Source data:
##########
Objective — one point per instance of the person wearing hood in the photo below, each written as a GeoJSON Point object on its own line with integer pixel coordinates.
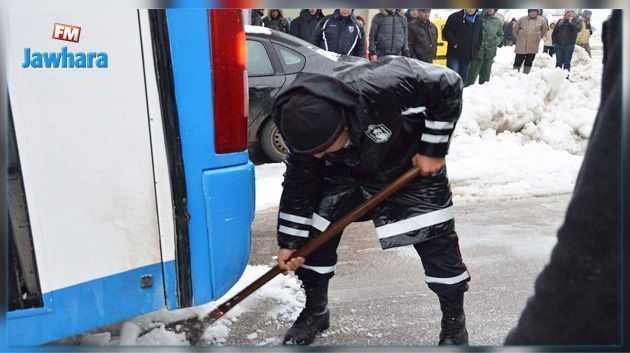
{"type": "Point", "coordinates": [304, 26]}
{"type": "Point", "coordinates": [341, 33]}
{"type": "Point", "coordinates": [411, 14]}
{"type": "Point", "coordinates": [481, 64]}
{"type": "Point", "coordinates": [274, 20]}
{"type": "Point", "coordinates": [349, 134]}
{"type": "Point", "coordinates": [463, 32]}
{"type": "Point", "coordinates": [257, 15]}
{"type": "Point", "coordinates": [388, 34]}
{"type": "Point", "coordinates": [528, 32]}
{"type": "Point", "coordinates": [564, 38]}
##########
_Problem to work on_
Copy the listing above in full, including the request lines, with 103 added to every pixel coordinate in the points. Leave out the pictures.

_Response_
Objective — one point per instance of the person wearing hood in the photo below, each written as a GeoJSON Point object on its own line with integer pixel coordinates.
{"type": "Point", "coordinates": [407, 129]}
{"type": "Point", "coordinates": [444, 136]}
{"type": "Point", "coordinates": [514, 117]}
{"type": "Point", "coordinates": [584, 167]}
{"type": "Point", "coordinates": [377, 123]}
{"type": "Point", "coordinates": [452, 237]}
{"type": "Point", "coordinates": [566, 135]}
{"type": "Point", "coordinates": [360, 118]}
{"type": "Point", "coordinates": [491, 137]}
{"type": "Point", "coordinates": [631, 135]}
{"type": "Point", "coordinates": [667, 141]}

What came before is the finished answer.